- **Exercise**
Copy out the items below word for word, beginning at the line containing "Assuming the grass mound" and continuing through the last line of the items.
----- Records shown
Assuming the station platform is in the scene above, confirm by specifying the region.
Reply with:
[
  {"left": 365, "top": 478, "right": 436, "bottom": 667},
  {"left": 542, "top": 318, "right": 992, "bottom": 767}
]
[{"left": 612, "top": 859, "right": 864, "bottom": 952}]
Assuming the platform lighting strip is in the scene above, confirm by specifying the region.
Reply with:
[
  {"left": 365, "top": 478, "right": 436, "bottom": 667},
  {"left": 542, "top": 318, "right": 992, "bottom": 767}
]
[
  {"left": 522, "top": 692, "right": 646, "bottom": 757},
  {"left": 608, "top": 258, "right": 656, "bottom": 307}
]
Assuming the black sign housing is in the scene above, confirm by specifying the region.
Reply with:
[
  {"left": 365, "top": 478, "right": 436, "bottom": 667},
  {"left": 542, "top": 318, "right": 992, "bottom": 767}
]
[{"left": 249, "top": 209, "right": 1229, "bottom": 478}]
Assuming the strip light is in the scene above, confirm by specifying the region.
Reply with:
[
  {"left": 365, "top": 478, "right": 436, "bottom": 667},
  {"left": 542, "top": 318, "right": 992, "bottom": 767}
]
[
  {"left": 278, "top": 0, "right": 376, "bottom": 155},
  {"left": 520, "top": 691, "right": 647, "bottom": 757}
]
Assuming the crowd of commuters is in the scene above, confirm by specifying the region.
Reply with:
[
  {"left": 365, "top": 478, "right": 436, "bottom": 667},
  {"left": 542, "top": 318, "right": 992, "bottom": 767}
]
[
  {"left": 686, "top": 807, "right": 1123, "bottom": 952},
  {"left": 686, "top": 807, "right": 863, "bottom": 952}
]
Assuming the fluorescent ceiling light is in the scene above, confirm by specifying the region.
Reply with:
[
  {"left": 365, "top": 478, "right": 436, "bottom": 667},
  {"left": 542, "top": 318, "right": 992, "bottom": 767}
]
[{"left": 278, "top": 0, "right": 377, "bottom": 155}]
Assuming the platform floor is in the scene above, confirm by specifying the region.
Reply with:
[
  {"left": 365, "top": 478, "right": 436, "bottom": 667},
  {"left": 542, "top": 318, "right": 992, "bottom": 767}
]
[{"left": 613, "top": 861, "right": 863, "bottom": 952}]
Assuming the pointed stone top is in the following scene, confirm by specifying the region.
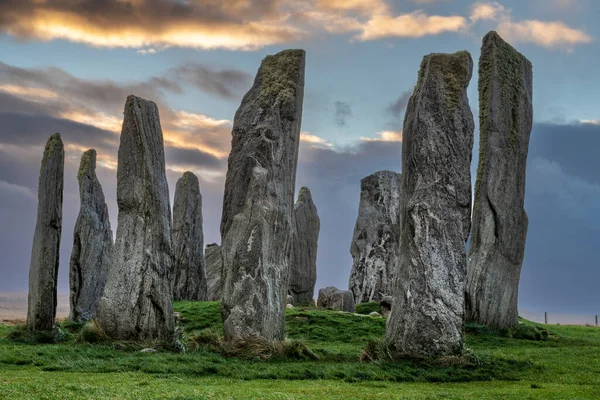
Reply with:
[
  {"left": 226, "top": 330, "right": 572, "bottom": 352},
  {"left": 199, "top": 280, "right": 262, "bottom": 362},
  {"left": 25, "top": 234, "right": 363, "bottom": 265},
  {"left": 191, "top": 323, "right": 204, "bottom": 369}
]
[
  {"left": 415, "top": 50, "right": 473, "bottom": 110},
  {"left": 44, "top": 132, "right": 64, "bottom": 157},
  {"left": 255, "top": 49, "right": 306, "bottom": 106},
  {"left": 125, "top": 94, "right": 158, "bottom": 111},
  {"left": 360, "top": 169, "right": 402, "bottom": 184},
  {"left": 296, "top": 186, "right": 312, "bottom": 203},
  {"left": 77, "top": 149, "right": 96, "bottom": 180},
  {"left": 481, "top": 31, "right": 531, "bottom": 64},
  {"left": 179, "top": 171, "right": 198, "bottom": 184}
]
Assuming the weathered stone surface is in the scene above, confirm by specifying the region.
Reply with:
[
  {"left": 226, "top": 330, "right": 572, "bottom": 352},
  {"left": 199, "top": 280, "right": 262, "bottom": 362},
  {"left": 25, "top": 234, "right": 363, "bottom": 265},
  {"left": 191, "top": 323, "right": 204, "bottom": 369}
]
[
  {"left": 379, "top": 296, "right": 394, "bottom": 317},
  {"left": 173, "top": 171, "right": 208, "bottom": 301},
  {"left": 27, "top": 133, "right": 65, "bottom": 331},
  {"left": 96, "top": 96, "right": 174, "bottom": 339},
  {"left": 204, "top": 243, "right": 223, "bottom": 301},
  {"left": 386, "top": 51, "right": 474, "bottom": 357},
  {"left": 69, "top": 149, "right": 112, "bottom": 322},
  {"left": 317, "top": 286, "right": 355, "bottom": 312},
  {"left": 221, "top": 50, "right": 305, "bottom": 340},
  {"left": 348, "top": 171, "right": 402, "bottom": 303},
  {"left": 288, "top": 187, "right": 321, "bottom": 305},
  {"left": 466, "top": 32, "right": 533, "bottom": 328}
]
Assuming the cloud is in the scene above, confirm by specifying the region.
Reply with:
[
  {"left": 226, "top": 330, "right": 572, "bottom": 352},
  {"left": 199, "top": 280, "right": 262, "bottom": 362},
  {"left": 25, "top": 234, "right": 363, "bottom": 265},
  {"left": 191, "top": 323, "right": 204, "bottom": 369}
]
[
  {"left": 469, "top": 1, "right": 510, "bottom": 22},
  {"left": 360, "top": 131, "right": 402, "bottom": 142},
  {"left": 0, "top": 179, "right": 37, "bottom": 199},
  {"left": 333, "top": 101, "right": 352, "bottom": 127},
  {"left": 469, "top": 1, "right": 593, "bottom": 51},
  {"left": 498, "top": 20, "right": 593, "bottom": 50},
  {"left": 0, "top": 0, "right": 504, "bottom": 49},
  {"left": 0, "top": 0, "right": 303, "bottom": 50},
  {"left": 300, "top": 132, "right": 333, "bottom": 148},
  {"left": 0, "top": 62, "right": 250, "bottom": 166},
  {"left": 354, "top": 11, "right": 467, "bottom": 41}
]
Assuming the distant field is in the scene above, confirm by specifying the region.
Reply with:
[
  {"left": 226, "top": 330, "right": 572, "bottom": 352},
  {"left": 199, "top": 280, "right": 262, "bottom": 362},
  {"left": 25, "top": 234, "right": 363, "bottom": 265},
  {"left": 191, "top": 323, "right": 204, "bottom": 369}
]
[
  {"left": 0, "top": 302, "right": 600, "bottom": 400},
  {"left": 0, "top": 292, "right": 69, "bottom": 322}
]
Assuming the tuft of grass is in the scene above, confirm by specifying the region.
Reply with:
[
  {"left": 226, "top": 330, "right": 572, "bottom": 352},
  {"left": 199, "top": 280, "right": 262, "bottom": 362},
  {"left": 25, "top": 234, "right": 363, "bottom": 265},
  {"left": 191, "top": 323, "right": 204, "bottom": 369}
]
[
  {"left": 77, "top": 320, "right": 108, "bottom": 343},
  {"left": 500, "top": 321, "right": 550, "bottom": 341},
  {"left": 356, "top": 302, "right": 381, "bottom": 315},
  {"left": 6, "top": 325, "right": 72, "bottom": 344}
]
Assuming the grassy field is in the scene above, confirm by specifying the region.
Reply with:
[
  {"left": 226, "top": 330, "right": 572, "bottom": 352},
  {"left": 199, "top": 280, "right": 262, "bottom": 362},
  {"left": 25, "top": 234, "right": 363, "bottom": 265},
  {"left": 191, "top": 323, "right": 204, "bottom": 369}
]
[{"left": 0, "top": 302, "right": 600, "bottom": 399}]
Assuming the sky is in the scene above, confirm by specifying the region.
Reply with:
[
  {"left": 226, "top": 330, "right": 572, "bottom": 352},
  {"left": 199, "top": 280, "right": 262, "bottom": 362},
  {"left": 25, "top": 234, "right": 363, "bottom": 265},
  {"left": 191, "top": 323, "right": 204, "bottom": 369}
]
[{"left": 0, "top": 0, "right": 600, "bottom": 314}]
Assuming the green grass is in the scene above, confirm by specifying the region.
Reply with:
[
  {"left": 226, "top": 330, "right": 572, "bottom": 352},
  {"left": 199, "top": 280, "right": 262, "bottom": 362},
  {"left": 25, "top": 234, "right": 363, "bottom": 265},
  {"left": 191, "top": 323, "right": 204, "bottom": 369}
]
[{"left": 0, "top": 302, "right": 600, "bottom": 399}]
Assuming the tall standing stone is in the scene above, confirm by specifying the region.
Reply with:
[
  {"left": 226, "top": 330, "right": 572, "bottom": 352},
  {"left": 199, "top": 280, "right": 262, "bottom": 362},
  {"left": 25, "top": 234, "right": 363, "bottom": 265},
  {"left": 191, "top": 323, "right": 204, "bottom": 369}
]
[
  {"left": 288, "top": 187, "right": 321, "bottom": 306},
  {"left": 96, "top": 96, "right": 174, "bottom": 339},
  {"left": 173, "top": 171, "right": 207, "bottom": 301},
  {"left": 348, "top": 171, "right": 402, "bottom": 304},
  {"left": 27, "top": 133, "right": 65, "bottom": 331},
  {"left": 221, "top": 50, "right": 305, "bottom": 340},
  {"left": 204, "top": 243, "right": 223, "bottom": 301},
  {"left": 69, "top": 149, "right": 112, "bottom": 322},
  {"left": 386, "top": 51, "right": 474, "bottom": 357},
  {"left": 466, "top": 32, "right": 533, "bottom": 328}
]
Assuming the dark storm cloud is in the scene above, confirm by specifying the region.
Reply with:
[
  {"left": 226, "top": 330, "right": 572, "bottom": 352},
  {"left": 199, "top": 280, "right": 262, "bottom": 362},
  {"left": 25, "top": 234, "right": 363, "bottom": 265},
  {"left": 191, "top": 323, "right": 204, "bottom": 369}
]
[
  {"left": 168, "top": 64, "right": 251, "bottom": 99},
  {"left": 0, "top": 61, "right": 251, "bottom": 111},
  {"left": 333, "top": 101, "right": 352, "bottom": 127},
  {"left": 0, "top": 119, "right": 600, "bottom": 313},
  {"left": 0, "top": 112, "right": 119, "bottom": 152},
  {"left": 296, "top": 142, "right": 402, "bottom": 290},
  {"left": 165, "top": 147, "right": 227, "bottom": 169}
]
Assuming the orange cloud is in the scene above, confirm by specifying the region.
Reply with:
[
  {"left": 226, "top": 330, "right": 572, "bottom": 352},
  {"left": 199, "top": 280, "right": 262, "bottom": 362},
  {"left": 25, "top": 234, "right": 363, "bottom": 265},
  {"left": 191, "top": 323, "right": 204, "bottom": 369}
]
[
  {"left": 0, "top": 84, "right": 58, "bottom": 101},
  {"left": 300, "top": 132, "right": 333, "bottom": 147},
  {"left": 0, "top": 0, "right": 303, "bottom": 53}
]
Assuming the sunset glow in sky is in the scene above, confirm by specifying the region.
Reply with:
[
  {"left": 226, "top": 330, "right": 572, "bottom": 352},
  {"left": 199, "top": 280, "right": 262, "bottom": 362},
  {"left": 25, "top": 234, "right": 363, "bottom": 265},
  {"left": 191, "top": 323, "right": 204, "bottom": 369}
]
[{"left": 0, "top": 0, "right": 600, "bottom": 313}]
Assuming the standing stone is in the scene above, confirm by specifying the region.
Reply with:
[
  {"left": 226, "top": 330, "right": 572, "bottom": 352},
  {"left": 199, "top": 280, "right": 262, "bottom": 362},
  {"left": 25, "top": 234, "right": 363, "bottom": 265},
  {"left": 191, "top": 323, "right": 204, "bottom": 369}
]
[
  {"left": 221, "top": 50, "right": 305, "bottom": 340},
  {"left": 96, "top": 96, "right": 174, "bottom": 339},
  {"left": 27, "top": 133, "right": 65, "bottom": 331},
  {"left": 69, "top": 149, "right": 112, "bottom": 322},
  {"left": 386, "top": 51, "right": 474, "bottom": 357},
  {"left": 348, "top": 171, "right": 402, "bottom": 303},
  {"left": 317, "top": 286, "right": 355, "bottom": 312},
  {"left": 466, "top": 32, "right": 533, "bottom": 329},
  {"left": 288, "top": 187, "right": 321, "bottom": 306},
  {"left": 204, "top": 243, "right": 223, "bottom": 301},
  {"left": 173, "top": 171, "right": 207, "bottom": 301}
]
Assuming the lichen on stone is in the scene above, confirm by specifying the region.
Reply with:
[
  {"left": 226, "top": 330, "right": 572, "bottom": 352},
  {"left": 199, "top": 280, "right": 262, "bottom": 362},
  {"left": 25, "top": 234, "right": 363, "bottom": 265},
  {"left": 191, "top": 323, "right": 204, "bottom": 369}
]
[
  {"left": 77, "top": 149, "right": 96, "bottom": 182},
  {"left": 475, "top": 31, "right": 531, "bottom": 203},
  {"left": 257, "top": 50, "right": 304, "bottom": 107}
]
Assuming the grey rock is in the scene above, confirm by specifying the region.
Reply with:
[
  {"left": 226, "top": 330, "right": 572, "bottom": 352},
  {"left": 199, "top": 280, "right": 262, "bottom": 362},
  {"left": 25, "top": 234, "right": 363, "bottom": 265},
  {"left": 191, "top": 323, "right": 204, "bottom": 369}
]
[
  {"left": 348, "top": 171, "right": 402, "bottom": 303},
  {"left": 466, "top": 32, "right": 533, "bottom": 329},
  {"left": 69, "top": 149, "right": 112, "bottom": 322},
  {"left": 96, "top": 96, "right": 174, "bottom": 340},
  {"left": 204, "top": 243, "right": 223, "bottom": 301},
  {"left": 386, "top": 51, "right": 474, "bottom": 357},
  {"left": 221, "top": 50, "right": 305, "bottom": 340},
  {"left": 173, "top": 171, "right": 208, "bottom": 301},
  {"left": 288, "top": 187, "right": 321, "bottom": 305},
  {"left": 379, "top": 296, "right": 394, "bottom": 317},
  {"left": 27, "top": 133, "right": 65, "bottom": 331},
  {"left": 317, "top": 286, "right": 355, "bottom": 312}
]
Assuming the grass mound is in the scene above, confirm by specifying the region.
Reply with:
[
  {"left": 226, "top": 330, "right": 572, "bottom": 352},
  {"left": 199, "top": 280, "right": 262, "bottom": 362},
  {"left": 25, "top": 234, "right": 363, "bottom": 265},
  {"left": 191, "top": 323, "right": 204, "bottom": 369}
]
[{"left": 356, "top": 302, "right": 381, "bottom": 315}]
----------
- **Response to the exercise**
Assuming the grass mound is in the scene above, confirm by specifying the region.
Reply with:
[
  {"left": 226, "top": 330, "right": 572, "bottom": 352},
  {"left": 199, "top": 280, "right": 262, "bottom": 362},
  {"left": 25, "top": 234, "right": 363, "bottom": 265},
  {"left": 191, "top": 323, "right": 204, "bottom": 369}
]
[{"left": 356, "top": 302, "right": 381, "bottom": 315}]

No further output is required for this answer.